Task description
Could you copy the data that follows exactly as written, but drop the pictures?

-------- Entries provided --------

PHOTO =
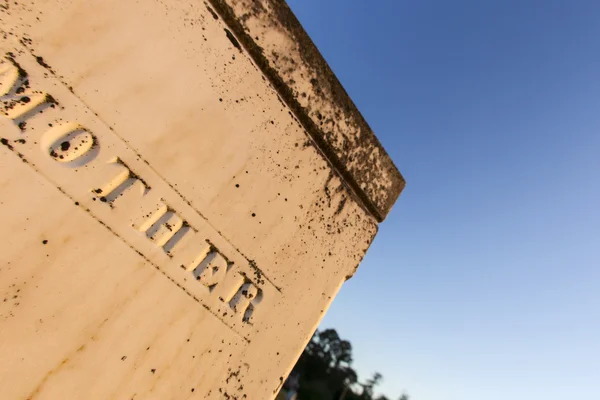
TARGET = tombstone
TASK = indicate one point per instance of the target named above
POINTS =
(184, 187)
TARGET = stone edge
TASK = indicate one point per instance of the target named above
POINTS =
(358, 176)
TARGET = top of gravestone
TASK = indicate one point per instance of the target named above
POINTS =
(284, 52)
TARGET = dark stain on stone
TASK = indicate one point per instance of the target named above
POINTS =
(233, 40)
(40, 60)
(6, 143)
(355, 174)
(212, 12)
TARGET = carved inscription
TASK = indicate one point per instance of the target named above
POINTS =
(127, 195)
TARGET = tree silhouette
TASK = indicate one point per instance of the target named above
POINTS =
(326, 373)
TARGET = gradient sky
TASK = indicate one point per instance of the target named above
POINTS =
(484, 281)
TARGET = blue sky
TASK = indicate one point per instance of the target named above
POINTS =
(484, 281)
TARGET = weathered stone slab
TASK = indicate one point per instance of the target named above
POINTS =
(172, 227)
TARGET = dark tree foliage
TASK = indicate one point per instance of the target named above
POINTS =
(326, 373)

--------

Task output
PHOTO =
TARGET = tombstone
TASK = indicate one point per instance of the target named above
POINTS =
(184, 187)
TARGET = stone edge
TASK = indicate one point per instance of the target named above
POINTS =
(358, 176)
TARGET = top of gravestone
TASK = indicate one point per instance of the target named above
POINTS =
(284, 52)
TARGET = dark stain on stone
TASK = indicate one point per instance of the target named above
POINTS =
(233, 40)
(40, 60)
(6, 143)
(355, 174)
(212, 12)
TARGET = carved inscription
TASK = indicate one point per instance of the target named above
POINTS =
(127, 195)
TARGET = tree silhouette
TASK = indicate one point per instance of the target named above
POINTS =
(326, 373)
TARGET = gradient sky
TASK = indicate one point per instance of the target named above
POINTS =
(484, 281)
TARGET = blue sky
TASK = indicate one point per instance of the target named above
POINTS =
(484, 281)
TARGET = weathered stone slab
TASK = indicate one point per instance of the target named above
POINTS =
(172, 227)
TARGET = dark tree foliage
TASK = indicate one point per instance of the target named above
POINTS =
(326, 373)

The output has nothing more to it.